EXERCISE BRIEF —
Tell how many lines in the data hold "small", giving that figure alone.

[Referring expression data]

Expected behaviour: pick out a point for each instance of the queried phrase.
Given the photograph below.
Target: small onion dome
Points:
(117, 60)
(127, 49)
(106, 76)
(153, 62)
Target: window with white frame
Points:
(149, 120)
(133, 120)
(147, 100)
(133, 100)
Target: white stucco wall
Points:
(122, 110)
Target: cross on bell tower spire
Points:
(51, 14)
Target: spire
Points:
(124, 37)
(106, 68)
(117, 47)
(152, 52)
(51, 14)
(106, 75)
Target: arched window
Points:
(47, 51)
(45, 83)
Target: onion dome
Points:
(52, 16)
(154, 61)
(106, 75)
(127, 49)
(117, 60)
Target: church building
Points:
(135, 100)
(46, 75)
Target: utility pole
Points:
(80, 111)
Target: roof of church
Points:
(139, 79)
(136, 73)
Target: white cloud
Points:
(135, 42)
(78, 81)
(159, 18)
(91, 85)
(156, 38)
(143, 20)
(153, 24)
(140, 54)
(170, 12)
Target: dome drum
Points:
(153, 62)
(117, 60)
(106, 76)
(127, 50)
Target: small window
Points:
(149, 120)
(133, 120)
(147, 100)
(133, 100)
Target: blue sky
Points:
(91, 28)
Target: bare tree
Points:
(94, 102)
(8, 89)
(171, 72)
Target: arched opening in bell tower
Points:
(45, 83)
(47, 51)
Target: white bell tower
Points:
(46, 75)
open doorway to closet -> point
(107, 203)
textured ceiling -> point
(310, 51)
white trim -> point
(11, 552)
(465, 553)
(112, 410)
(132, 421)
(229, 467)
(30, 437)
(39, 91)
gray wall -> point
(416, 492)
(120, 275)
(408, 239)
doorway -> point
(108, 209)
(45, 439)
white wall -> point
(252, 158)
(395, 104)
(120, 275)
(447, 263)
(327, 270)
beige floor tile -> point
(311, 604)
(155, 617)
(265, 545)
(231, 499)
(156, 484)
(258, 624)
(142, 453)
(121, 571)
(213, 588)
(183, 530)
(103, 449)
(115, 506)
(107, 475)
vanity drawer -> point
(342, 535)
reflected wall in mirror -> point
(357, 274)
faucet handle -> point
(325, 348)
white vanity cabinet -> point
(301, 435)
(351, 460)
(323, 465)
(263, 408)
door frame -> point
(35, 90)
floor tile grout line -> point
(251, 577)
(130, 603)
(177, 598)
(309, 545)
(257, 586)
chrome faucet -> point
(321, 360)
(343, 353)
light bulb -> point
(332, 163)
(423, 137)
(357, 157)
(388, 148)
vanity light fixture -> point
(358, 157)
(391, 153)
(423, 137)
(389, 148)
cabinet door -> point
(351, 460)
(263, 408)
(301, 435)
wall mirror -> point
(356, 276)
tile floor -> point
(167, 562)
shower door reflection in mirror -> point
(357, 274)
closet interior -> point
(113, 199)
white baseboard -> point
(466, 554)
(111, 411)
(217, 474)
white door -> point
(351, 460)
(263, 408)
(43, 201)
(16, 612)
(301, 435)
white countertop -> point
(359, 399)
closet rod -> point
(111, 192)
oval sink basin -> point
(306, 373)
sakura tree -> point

OUTPUT OF THE TASK —
2